> [TASK PROMPT]: Even if the data beneath seems repetitive, write it all out again exactly.

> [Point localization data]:
_____

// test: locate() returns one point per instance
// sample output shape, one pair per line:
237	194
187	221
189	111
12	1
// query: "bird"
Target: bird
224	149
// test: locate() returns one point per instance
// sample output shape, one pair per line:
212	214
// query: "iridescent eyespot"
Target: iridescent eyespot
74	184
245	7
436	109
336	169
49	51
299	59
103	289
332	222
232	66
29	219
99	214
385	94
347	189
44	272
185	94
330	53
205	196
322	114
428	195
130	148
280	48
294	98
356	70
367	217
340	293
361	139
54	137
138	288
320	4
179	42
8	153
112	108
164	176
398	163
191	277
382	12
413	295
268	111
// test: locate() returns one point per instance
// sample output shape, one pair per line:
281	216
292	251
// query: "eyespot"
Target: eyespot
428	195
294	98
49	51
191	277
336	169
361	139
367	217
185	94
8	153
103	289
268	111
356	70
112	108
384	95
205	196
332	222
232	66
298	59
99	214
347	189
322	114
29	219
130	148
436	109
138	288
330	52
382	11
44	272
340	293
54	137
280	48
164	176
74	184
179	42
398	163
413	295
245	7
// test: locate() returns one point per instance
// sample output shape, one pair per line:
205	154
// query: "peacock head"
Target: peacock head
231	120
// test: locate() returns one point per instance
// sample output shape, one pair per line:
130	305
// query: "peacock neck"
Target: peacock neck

_____

> [FINISHED EXERCISE]:
// test: locate() returns one point per instance
// sample output shape, one pair per line:
237	194
187	221
189	111
12	1
// query: "bird"
Target: bird
224	149
// test: locate() returns one point per instance
// sample output shape, one pair per line:
212	214
// query: "iridescent eyespot"
Target: iridescent eyespot
74	184
245	7
436	109
336	169
49	51
299	59
103	289
332	222
232	66
29	219
99	214
385	94
347	189
44	272
185	94
330	53
205	196
322	114
428	195
130	148
280	48
294	98
356	70
367	217
340	293
361	139
54	137
138	288
320	4
179	42
8	153
112	108
164	176
398	163
191	277
382	12
413	295
268	111
// test: locate() returns one point per instance
// sample output shape, one pair per line:
281	216
292	251
// query: "eyespot"
Target: eyespot
428	195
294	98
49	51
191	277
336	169
361	139
367	217
185	94
8	153
103	289
268	111
356	70
112	108
384	95
205	196
332	222
232	66
298	59
99	214
347	189
322	114
29	219
130	148
436	109
138	288
330	52
382	11
44	272
340	293
54	137
280	48
164	176
74	184
179	42
398	163
413	295
245	7
// test: locate() returns one point per instance
// sample output shape, one pair per line:
205	154
// query: "peacock head"
Target: peacock head
231	120
// test: locate() returns one point per instance
// sample output shape, one pair per line:
130	305
// query: "peacock neck"
Target: peacock neck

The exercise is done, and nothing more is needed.